» PROVIDED INFORMATION:
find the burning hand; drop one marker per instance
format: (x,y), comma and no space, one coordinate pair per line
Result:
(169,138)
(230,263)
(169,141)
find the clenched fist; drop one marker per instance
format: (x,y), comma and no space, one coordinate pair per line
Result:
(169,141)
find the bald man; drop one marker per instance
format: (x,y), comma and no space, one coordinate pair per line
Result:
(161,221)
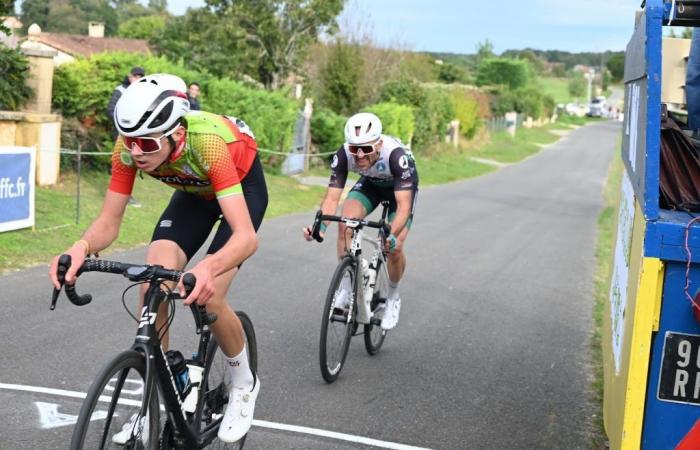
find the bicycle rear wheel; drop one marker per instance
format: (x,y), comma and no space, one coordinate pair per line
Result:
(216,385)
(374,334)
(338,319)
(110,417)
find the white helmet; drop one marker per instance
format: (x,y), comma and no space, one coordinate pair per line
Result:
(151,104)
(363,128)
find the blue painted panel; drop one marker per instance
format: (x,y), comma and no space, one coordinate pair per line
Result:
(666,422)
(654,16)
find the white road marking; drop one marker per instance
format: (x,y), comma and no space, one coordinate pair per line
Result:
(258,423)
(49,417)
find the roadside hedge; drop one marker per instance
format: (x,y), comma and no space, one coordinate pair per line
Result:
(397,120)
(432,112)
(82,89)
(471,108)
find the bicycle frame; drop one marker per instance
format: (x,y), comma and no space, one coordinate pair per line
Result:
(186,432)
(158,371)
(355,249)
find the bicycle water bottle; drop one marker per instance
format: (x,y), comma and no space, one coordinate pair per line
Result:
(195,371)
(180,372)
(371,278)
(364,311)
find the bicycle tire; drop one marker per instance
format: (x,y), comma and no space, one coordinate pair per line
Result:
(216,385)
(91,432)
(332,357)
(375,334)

==

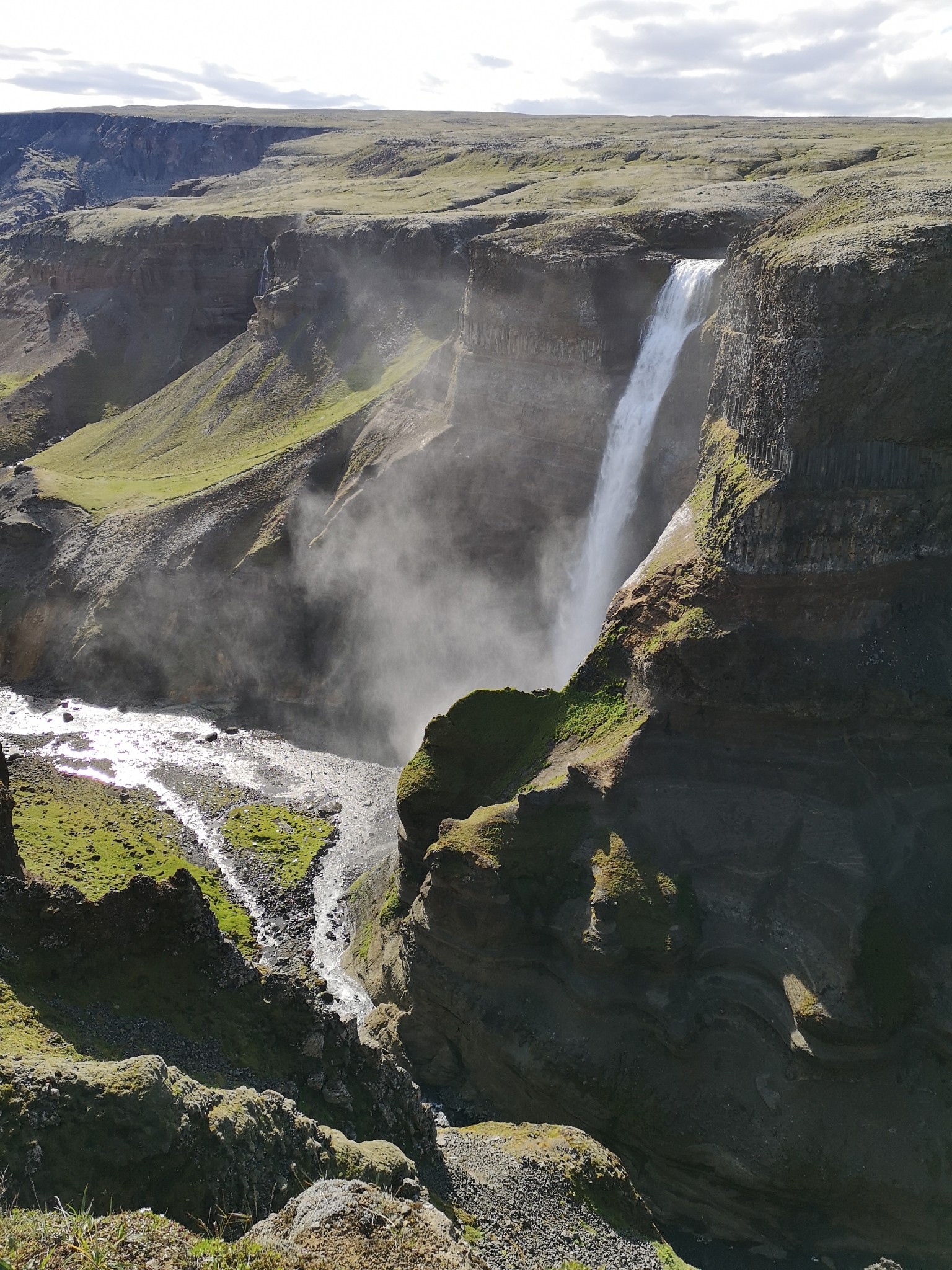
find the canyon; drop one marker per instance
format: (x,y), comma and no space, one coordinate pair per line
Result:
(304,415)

==

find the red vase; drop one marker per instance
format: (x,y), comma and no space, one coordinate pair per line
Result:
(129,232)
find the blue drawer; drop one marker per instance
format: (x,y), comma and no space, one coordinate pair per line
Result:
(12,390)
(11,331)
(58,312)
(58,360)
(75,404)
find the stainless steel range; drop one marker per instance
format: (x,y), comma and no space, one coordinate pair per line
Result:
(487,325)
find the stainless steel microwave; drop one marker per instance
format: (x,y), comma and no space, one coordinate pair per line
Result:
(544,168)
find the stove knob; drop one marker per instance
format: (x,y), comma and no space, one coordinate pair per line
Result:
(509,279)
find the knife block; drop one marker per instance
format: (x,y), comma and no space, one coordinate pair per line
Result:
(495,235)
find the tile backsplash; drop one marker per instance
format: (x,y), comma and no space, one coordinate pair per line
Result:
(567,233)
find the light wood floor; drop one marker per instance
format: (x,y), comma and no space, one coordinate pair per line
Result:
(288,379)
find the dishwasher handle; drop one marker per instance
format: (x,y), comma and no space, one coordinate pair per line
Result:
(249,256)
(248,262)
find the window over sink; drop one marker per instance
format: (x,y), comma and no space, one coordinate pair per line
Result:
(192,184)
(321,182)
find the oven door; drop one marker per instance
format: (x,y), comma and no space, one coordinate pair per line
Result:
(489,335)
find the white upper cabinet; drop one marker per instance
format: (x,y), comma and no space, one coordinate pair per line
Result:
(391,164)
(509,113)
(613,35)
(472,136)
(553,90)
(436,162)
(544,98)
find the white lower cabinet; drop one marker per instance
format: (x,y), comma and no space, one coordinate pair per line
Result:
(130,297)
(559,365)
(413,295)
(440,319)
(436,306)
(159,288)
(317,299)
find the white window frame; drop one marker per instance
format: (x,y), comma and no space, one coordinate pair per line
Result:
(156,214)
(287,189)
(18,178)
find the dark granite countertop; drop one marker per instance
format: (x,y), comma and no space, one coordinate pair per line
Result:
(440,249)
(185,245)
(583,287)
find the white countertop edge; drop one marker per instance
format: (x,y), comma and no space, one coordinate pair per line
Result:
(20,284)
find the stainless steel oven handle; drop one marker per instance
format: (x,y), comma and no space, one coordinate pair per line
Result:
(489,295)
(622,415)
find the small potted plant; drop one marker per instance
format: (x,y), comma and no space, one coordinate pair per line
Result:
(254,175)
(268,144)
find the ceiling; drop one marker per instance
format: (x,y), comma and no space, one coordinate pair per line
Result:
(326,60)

» REQUIREMENT: Pull out each line above that contains the string "blue". Case counts.

» EXERCISE OUTPUT:
find the blue painted panel; drop one marker per instance
find the blue drawer; drop one marker per instance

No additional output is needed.